**DIRECTION**: List every line in the entries below that contains the word "logo".
——
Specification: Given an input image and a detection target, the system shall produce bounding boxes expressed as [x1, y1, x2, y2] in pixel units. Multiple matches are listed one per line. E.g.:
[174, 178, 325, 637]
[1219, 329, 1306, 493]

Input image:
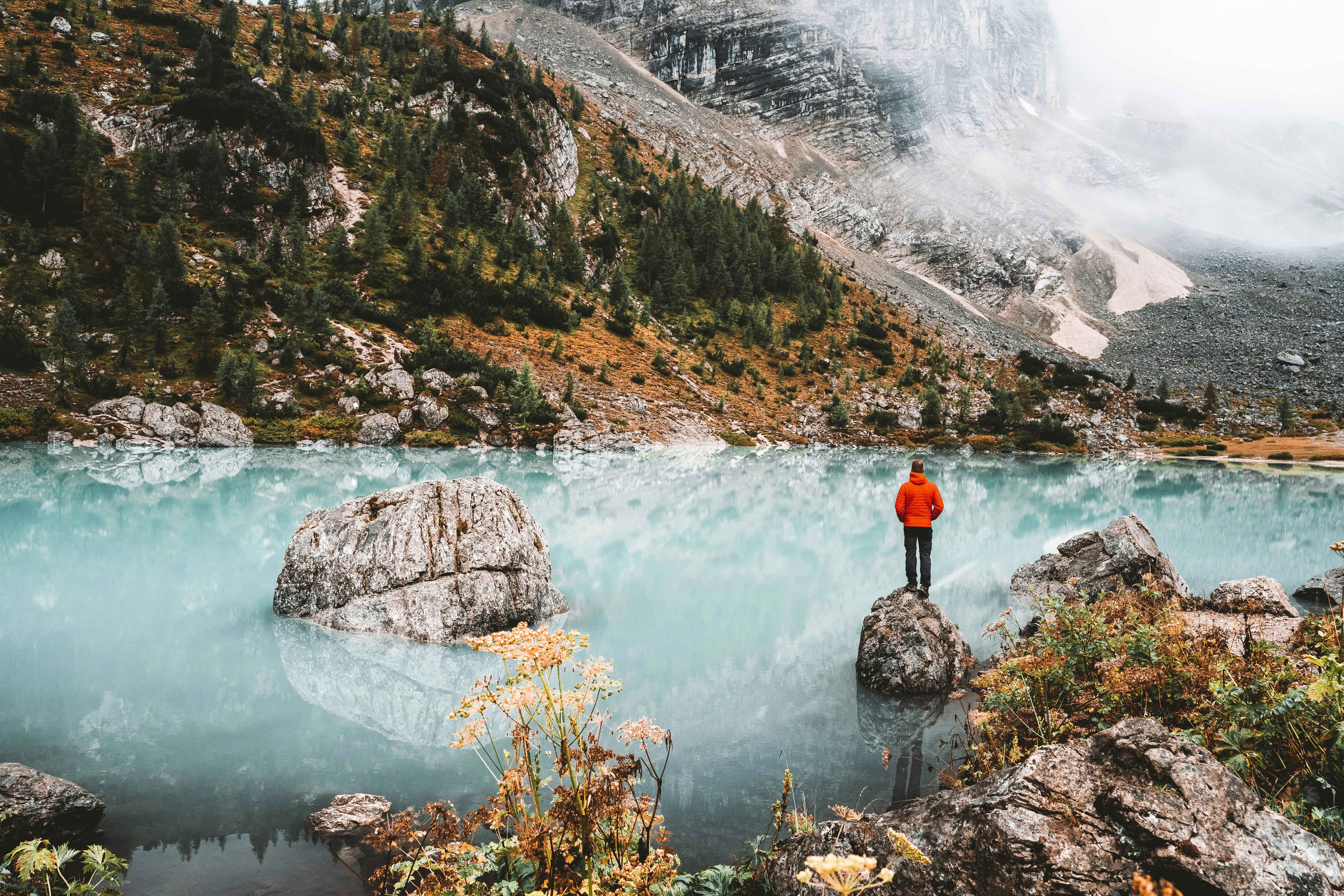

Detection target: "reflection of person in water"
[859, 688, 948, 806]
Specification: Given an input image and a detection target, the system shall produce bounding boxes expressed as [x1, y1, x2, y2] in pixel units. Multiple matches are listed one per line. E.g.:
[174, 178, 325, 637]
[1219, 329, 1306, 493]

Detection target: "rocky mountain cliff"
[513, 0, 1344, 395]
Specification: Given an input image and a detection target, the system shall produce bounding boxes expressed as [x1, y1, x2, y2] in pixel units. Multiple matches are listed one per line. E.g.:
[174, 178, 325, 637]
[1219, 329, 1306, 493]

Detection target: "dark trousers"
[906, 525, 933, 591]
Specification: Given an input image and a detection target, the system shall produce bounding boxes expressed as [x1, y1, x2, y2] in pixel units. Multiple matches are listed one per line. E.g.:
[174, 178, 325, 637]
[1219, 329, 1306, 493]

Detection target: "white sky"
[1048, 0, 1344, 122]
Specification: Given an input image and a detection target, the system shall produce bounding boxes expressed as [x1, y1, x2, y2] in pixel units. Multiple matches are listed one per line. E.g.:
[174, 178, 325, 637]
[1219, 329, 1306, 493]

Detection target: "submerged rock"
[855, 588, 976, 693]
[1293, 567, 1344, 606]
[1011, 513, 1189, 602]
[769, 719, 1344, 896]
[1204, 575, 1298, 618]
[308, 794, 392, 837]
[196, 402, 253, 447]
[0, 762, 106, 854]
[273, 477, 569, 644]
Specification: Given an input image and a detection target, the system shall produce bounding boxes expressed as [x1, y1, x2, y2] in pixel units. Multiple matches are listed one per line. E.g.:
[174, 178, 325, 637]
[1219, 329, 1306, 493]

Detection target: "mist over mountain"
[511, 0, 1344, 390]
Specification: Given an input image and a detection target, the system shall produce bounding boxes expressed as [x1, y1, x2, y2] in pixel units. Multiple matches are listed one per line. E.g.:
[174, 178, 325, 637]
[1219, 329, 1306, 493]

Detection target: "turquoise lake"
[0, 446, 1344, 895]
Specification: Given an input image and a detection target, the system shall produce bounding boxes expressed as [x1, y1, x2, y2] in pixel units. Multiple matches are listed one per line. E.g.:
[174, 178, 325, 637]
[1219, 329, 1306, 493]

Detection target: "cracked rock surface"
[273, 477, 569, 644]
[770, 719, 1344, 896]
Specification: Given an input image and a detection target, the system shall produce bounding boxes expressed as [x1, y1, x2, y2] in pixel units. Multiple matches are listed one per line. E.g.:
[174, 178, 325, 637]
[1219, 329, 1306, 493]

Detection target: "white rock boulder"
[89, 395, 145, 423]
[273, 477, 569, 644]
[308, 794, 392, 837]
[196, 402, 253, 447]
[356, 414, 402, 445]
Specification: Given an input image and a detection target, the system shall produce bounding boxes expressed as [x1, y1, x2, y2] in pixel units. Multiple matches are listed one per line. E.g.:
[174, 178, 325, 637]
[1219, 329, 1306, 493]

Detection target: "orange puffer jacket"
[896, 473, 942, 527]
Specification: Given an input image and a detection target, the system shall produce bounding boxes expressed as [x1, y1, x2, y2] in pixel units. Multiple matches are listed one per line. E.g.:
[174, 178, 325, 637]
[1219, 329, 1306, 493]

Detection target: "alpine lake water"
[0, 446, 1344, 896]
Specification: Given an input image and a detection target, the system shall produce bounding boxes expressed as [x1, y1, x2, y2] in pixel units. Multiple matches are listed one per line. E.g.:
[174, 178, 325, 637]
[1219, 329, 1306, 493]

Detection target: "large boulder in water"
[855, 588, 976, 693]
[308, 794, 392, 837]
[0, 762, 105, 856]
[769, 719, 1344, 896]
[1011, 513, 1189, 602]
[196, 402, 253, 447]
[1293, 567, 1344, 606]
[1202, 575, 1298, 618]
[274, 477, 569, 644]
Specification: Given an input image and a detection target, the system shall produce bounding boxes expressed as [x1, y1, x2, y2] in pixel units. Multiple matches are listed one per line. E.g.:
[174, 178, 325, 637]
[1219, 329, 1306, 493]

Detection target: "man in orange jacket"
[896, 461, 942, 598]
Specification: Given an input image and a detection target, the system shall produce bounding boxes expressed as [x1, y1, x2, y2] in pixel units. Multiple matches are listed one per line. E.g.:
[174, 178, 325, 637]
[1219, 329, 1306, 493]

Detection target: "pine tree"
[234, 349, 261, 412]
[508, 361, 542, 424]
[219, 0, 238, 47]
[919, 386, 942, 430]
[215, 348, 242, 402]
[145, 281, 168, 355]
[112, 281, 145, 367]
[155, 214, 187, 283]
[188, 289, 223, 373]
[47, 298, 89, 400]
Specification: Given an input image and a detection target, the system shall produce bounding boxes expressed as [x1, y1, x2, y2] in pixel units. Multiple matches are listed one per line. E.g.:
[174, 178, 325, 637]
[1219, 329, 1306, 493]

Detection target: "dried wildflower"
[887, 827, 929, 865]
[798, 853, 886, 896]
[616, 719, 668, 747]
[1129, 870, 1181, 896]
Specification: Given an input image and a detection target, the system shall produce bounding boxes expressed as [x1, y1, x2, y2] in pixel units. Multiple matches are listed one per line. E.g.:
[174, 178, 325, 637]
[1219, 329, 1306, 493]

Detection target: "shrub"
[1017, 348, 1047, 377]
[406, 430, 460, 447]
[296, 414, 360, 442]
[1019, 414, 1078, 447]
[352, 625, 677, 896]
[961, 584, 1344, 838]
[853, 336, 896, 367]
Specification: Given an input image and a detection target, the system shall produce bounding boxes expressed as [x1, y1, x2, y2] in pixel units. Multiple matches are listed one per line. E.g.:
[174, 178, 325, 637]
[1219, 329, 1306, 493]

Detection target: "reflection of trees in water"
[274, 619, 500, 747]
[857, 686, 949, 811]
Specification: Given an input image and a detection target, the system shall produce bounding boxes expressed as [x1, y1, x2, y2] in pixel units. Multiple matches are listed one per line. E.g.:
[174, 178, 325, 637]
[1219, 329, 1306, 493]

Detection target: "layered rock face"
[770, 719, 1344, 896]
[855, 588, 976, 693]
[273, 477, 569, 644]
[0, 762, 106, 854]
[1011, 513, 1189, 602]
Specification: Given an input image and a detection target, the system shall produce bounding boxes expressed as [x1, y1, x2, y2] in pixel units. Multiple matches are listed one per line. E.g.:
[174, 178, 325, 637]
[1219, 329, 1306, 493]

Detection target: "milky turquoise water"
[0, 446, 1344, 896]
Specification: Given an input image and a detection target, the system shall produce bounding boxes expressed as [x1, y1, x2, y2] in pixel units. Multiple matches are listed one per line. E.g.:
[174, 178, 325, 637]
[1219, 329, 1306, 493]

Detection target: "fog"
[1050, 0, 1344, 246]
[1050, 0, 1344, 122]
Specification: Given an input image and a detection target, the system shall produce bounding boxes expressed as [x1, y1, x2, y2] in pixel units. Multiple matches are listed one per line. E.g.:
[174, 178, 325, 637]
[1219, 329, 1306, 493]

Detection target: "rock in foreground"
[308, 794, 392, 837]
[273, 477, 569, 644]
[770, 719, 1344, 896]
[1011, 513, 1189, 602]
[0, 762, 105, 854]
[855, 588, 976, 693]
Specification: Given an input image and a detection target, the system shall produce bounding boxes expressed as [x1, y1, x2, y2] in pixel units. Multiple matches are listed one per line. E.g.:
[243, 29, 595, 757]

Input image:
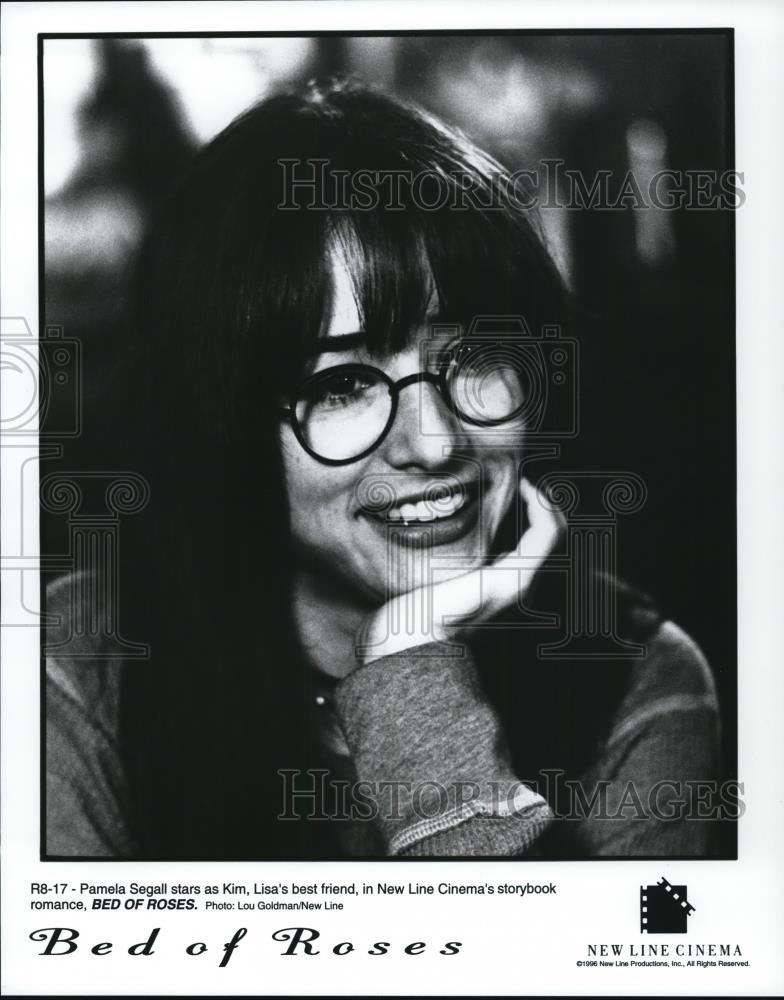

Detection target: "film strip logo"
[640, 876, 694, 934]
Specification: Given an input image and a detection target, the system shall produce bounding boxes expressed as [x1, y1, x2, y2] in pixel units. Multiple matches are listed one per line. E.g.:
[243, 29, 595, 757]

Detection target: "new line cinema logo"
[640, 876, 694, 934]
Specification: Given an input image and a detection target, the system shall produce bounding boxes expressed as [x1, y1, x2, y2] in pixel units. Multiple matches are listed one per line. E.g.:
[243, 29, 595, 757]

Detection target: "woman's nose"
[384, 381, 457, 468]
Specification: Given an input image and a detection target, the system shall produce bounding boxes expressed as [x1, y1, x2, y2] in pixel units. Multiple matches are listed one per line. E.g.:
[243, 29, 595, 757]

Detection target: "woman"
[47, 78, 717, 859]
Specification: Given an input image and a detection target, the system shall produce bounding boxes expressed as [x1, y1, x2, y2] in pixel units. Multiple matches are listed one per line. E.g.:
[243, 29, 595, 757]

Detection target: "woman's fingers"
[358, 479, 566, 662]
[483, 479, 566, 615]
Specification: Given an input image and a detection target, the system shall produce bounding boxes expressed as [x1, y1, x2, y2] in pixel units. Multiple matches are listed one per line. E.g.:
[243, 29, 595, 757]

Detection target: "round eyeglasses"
——
**TASK ANSWER**:
Detection target: "film strip logo"
Detection target: "new line cinema logo"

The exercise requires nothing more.